Stated problem 1: From the Kafka top-k repository notes below, repeat the stretch from "Repository for my" through "app you're testing." word for word.

Source text:
BEGIN

Repository for my Master Thesis at Politecnico di Milano

"A comparative study on parallelization of streaming top-k algorithms in Kafka"

How to try it!

Run docker-compose up -d to build and run the images

Run the application using its jar file in out/artifacts/APP_NAME/

Run src/main/java/myapp/RatingsDriverTest.java, change the INPUT_TOPIC in the file based on the app you're testing.

Measurements

Centralized Benchmark

Run RatingsDriver with msstopk-scored-rated-movies-${DATASET}, INPUT_THROUGHPUT and DATASET as arguments.

Then: Run src/main/java/myapp/materializeScoreSort/PhysicalWindow/CentralizedMSSTopK.java with TOPK and DATASET as arguments

Check when reading offset << writing offset

Run cleanLatencyFile.py CentralizedMSSTopK/dataset/topKK_latency_5s.txt TOPK to get the final MaterializeSort/latency_5ms.csv

Run averageLatency.py CentralizedMSSTopK/dataset/topKK_latency_5s.txt to get average Latency of the experiment.

Centralized MinTopK

Run RatingsDriver with centralized-mintopk-scored-rated-movies-${DATASET}, INPUT_THROUGHPUT and DATASET as arguments.

Then:

Run the experiment using the 5 datasets that you can find in dataset/

Run java -jar out/artifacts/minTopK_jar/kafka-stream-tutorial.jar "src/main/java/myapp/minTopK/minTopK.env" topK dataset where topK and dataset are integer values.

END

[Records excerpted from a collection]
BEGIN

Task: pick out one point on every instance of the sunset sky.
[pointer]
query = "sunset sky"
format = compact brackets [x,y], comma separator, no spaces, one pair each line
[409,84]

END

Stated problem 2: Rewrite every line of the listing above, requests included, with each point coordinate in the answers multiplied by 2.2 and rounded to a whole number, halves rounding up.

Exercise result 1:
Repository for my Master Thesis at Politecnico di Milano

"A comparative study on parallelization of streaming top-k algorithms in Kafka"

How to try it!

Run docker-compose up -d to build and run the images

Run the application using its jar file in out/artifacts/APP_NAME/

Run src/main/java/myapp/RatingsDriverTest.java, change the INPUT_TOPIC in the file based on the app you're testing.

Exercise result 2:
Task: pick out one point on every instance of the sunset sky.
[pointer]
query = "sunset sky"
format = compact brackets [x,y], comma separator, no spaces, one pair each line
[900,185]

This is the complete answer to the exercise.